# PAGE:
Coton : Le Mali plaide à l’OMC pour une fin des subventions

Alors qu’il ne reste que quelques heures avant la clôture de  la 13ème Conférence ministérielle de l’Organisation mondiale du commerce (OMC) à Abu Dhabi du 26 au 29 février, le C4+, groupe dont fait partie le Mali continue à plaider pour une fin des subventions. Mais, les négociations sont très difficiles. 

« La question du coton est l’un des dossiers chauds ». Présent à la 13ème Conférence ministérielle de l’Organisation mondiale du commerce (OMC), Moussa Alassane Diallo, ministre de l’Industrie et du commerce du Mali, a planté le décor. Alors que la conférence n’a officiellement débuté que le 26 février, lui se trouvait à Abu Dhabi, ville hôte, depuis une semaine. Il a participé le 24 février à une session spéciale organisée par l’OMC et la FIFA sur le secteur de l’or blanc pour le compte du groupe Coton4+ (C4+). Composé de 4 pays producteurs de coton d’Afrique de l’Ouest (Bénin, Burkina Faso, Mali et Tchad) et mis en place en 2003, il a été rejoint par la Côte d’Ivoire pour devenir le C4+. Ces pays militent depuis 20 ans pour une réforme des subventions, qui entraînent selon eux une distorsion des marchés mondiaux. En effet, la Chine et les États-Unis, ainsi que des pays européens tels que la Grèce et l’Espagne, allouent des subventions importantes à leurs producteurs. Grâce à ces aides, le coton provenant de ces pays est vendu moins cher sur le marché. À la Conférence ministérielle de Nairobi, en 2015, le secteur du coton avait bénéficié de l’accord visant à éliminer les subventions à l’exportation de produits agricoles, mais les lignes n’ont toujours pas bougé. Ahmat Abdelkerim Ahmat, ministre du Commerce et de l’industrie du Tchad et Coordonnateur du C4+, a lors de la Conférence plaidé pour ne plus « diluer » le coton dans le « paquet de l’agriculture ». En sus, il a affirmé que le groupe avait soumis un projet de décision ministérielle, avec des « modalités réalistes pour plafonner et éliminer progressivement les subventions », mais « qui n’a pas été pris en compte », selon lui. Face aux positions tranchées, le C4+ a proposé aux États concernés d’adopter une flexibilité qui permettrait au groupe d’avoir un meilleur accès au marché, un soutien interne et une concurrence à l’exportation plus avantageuse.

# CONSIGNES:
**1.** Pour chaque affirmation, dites par oui ou par non si elle concorde avec la page, et citez à l'identique les mots de la page qui tranchent. (a) Le groupe de quatre pays producteurs de coton a été mis en place en 2003. (b) C'est le Tchad qui a rejoint le groupe pour former le C4+. (c) Le 24 février, Moussa Alassane Diallo a participé à une session spéciale organisée par l'OMC et la FIFA.
**2.** Restituez sans rien changer le passage de la page qui commence par « Coton : Le Mali » et se termine par « sont très difficiles. ».

# EXTRAITS DE DONNÉES:
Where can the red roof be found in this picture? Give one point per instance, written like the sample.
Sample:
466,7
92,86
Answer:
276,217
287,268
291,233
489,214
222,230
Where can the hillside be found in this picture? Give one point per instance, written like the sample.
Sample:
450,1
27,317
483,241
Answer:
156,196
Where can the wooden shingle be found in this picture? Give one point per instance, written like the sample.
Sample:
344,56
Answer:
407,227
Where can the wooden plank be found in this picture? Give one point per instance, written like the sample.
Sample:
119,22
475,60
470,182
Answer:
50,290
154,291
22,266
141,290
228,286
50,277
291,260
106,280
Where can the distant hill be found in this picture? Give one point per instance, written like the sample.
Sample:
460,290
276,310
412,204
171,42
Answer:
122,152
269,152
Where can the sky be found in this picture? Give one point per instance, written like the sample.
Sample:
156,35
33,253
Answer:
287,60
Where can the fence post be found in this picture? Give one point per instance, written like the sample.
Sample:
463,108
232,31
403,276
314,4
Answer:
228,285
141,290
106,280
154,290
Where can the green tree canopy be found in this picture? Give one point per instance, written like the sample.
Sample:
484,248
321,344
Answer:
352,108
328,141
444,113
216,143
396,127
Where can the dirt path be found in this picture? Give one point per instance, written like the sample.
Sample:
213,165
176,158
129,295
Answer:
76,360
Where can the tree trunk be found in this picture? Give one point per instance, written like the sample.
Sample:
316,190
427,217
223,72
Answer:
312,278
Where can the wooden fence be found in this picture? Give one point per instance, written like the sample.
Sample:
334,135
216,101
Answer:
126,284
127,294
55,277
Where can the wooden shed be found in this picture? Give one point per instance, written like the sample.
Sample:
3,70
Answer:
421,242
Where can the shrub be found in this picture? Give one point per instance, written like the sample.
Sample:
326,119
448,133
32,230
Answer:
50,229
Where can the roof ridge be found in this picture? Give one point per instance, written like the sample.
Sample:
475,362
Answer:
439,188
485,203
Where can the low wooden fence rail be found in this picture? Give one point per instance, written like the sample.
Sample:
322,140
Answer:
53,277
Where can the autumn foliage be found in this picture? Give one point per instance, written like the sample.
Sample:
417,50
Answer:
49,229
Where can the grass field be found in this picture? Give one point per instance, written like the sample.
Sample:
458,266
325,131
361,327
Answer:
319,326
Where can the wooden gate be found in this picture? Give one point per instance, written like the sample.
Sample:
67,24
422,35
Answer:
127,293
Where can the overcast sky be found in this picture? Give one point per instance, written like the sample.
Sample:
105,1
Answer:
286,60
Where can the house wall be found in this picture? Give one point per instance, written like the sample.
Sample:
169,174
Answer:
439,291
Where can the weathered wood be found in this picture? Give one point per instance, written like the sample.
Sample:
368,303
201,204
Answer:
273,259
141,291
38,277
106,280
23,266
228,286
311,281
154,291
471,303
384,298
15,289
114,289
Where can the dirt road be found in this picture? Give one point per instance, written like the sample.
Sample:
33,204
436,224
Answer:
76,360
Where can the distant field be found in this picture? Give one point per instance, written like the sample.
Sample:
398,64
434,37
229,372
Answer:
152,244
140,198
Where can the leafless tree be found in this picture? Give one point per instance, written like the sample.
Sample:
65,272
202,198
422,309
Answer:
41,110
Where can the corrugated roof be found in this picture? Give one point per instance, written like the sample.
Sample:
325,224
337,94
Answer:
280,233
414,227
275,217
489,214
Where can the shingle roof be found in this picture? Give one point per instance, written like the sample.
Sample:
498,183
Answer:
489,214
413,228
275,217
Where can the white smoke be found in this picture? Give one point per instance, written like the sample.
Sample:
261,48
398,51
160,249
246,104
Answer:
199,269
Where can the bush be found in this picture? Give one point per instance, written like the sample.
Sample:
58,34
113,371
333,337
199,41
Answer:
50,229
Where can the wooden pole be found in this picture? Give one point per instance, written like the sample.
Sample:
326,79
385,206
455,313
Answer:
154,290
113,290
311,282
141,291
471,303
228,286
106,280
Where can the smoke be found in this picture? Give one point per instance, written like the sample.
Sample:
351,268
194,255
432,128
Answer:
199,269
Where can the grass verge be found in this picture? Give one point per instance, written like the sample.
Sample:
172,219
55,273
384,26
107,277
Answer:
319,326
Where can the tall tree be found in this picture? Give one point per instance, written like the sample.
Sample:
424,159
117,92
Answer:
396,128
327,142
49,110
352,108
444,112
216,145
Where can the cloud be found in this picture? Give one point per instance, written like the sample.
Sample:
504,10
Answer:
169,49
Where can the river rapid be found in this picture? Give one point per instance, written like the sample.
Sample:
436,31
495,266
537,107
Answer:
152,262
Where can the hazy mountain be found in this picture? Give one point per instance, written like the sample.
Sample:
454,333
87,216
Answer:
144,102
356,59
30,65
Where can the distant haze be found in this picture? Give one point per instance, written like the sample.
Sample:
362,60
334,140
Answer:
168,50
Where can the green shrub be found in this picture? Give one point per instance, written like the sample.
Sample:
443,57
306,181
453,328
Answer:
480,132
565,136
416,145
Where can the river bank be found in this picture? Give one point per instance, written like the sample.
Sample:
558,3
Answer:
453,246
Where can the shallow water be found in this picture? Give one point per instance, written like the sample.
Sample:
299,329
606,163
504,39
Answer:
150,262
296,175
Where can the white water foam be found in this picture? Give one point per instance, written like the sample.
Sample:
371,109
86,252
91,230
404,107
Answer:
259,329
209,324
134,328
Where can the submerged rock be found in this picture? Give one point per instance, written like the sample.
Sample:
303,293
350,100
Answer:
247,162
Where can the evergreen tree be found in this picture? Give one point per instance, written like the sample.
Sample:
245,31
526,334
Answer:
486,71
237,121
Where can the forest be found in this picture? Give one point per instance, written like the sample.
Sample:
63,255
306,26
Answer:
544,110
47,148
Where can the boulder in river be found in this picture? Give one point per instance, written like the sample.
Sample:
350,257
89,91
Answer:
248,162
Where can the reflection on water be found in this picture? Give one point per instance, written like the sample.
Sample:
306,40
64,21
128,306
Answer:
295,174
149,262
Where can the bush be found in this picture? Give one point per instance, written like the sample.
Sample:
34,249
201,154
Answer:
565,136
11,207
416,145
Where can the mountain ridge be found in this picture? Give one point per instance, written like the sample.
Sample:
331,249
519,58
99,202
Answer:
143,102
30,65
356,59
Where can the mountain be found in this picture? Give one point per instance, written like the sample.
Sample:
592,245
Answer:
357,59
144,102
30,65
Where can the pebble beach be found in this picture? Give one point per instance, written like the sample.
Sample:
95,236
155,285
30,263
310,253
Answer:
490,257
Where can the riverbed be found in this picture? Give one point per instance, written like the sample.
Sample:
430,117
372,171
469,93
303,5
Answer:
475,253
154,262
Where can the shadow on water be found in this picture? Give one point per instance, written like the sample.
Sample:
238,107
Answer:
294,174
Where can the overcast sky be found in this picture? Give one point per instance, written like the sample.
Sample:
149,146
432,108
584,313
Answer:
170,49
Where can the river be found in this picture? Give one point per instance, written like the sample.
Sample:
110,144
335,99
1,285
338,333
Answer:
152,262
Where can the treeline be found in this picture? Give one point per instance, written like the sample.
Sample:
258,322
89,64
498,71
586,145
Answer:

# CORRIGÉS:
**1.**
(a) Oui : « mis en place en 2003 ».
(b) Non : « il a été rejoint par la Côte d’Ivoire pour devenir le C4+ ».
(c) Oui : « Il a participé le 24 février à une session spéciale organisée par l’OMC et la FIFA ».

**2.**
Coton : Le Mali plaide à l’OMC pour une fin des subventions

Alors qu’il ne reste que quelques heures avant la clôture de  la 13ème Conférence ministérielle de l’Organisation mondiale du commerce (OMC) à Abu Dhabi du 26 au 29 février, le C4+, groupe dont fait partie le Mali continue à plaider pour une fin des subventions. Mais, les négociations sont très difficiles.